> **What is needed**
Copy out all the entries exactly.

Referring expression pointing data

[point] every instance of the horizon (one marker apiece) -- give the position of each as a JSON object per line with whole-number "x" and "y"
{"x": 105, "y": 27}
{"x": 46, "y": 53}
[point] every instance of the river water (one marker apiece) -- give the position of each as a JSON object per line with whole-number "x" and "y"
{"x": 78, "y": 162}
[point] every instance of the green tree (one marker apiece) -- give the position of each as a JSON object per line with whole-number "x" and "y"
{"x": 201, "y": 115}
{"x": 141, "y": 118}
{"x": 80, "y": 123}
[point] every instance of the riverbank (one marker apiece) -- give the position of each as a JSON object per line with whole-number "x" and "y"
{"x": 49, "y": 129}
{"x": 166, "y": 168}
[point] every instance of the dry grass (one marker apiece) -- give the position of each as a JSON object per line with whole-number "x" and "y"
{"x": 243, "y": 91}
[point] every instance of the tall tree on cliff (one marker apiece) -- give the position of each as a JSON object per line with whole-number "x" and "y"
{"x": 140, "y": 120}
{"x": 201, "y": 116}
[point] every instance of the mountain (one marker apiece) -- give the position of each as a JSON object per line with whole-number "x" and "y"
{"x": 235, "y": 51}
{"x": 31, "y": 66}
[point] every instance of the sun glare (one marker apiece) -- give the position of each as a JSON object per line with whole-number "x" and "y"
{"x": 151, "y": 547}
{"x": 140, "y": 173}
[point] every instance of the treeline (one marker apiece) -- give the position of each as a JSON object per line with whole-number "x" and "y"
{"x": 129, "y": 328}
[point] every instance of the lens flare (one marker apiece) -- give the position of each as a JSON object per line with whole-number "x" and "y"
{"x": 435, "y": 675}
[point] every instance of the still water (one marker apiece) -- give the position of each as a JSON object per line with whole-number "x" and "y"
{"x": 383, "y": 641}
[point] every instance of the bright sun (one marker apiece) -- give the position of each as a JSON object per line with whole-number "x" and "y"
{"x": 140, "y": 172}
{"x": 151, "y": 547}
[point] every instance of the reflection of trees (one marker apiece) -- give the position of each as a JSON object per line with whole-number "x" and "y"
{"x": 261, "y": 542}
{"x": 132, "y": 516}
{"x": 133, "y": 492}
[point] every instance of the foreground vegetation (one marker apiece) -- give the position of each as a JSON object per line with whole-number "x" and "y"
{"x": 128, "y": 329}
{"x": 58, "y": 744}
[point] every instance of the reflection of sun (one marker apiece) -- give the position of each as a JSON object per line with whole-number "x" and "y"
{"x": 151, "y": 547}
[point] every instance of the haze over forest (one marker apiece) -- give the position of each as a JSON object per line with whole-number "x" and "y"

> **Answer to this problem**
[point] every instance of the horizon (one marker apiece) -- give the position of each as a JSON object per line with whole-number "x" and "y"
{"x": 105, "y": 27}
{"x": 46, "y": 53}
[point] every instance of the river water (one marker apiece) -- give the position of each as a JSON object per line with whole-number "x" and "y"
{"x": 78, "y": 162}
[point] every instance of the green tree (one marker apiece) -- give the position of each as a JSON object per line with whole-number "x" and "y"
{"x": 201, "y": 115}
{"x": 141, "y": 118}
{"x": 80, "y": 123}
[point] every instance of the riverbank (one marker apiece) -- give the position of each as a JSON object per line with whole-number "x" and "y"
{"x": 49, "y": 129}
{"x": 166, "y": 168}
[point] every instance of the dry grass (one marker apiece) -- give the position of each as a JSON object per line with whole-number "x" and "y"
{"x": 243, "y": 91}
[point] every instance of the tall tree on cliff (one marker apiece) -- give the position of each as a JSON object per line with whole-number "x" and "y"
{"x": 140, "y": 120}
{"x": 201, "y": 116}
[point] every instance of the mountain (one marker apiece) -- give the position of each as a JSON object per line with whole-number "x" and "y"
{"x": 235, "y": 51}
{"x": 31, "y": 66}
[point] every instance of the sun glare (one marker apiece) -- give the position of each as a JSON object per line with whole-number "x" and "y"
{"x": 151, "y": 547}
{"x": 140, "y": 173}
[point] every instance of the treeline (one marker apiece) -- give the position of each as a JSON object per line with whole-number "x" and "y"
{"x": 129, "y": 328}
[point] every instance of the lens flare (one marker apiece) -- give the position of each as a JSON object per line with whole-number "x" and "y"
{"x": 435, "y": 675}
[point] every instance of the still water (one marker apiece) -- give the position of each as a JSON object per line with whole-number "x" and "y"
{"x": 383, "y": 641}
[point] every instance of the bright sun (one marker apiece) -- give the position of each as a JSON object per line with whole-number "x" and "y"
{"x": 140, "y": 172}
{"x": 151, "y": 547}
[point] every instance of the reflection of trees (one marker apiece) -- give the position of each as a JSON object per line with whole-number "x" and "y"
{"x": 261, "y": 542}
{"x": 132, "y": 516}
{"x": 133, "y": 492}
[point] every instance of the foreground vegetation (one marker apiece) -- give the position of each as a JSON object per line with whole-number "x" and "y"
{"x": 128, "y": 329}
{"x": 58, "y": 744}
[point] every instance of the reflection of sun (one marker apiece) -- give the position of each as a JSON object per line with whole-number "x" and "y"
{"x": 151, "y": 547}
[point] every instance of the haze over forest (one marker apiece) -- give the position of each as a JSON object per line with whole-number "x" and "y"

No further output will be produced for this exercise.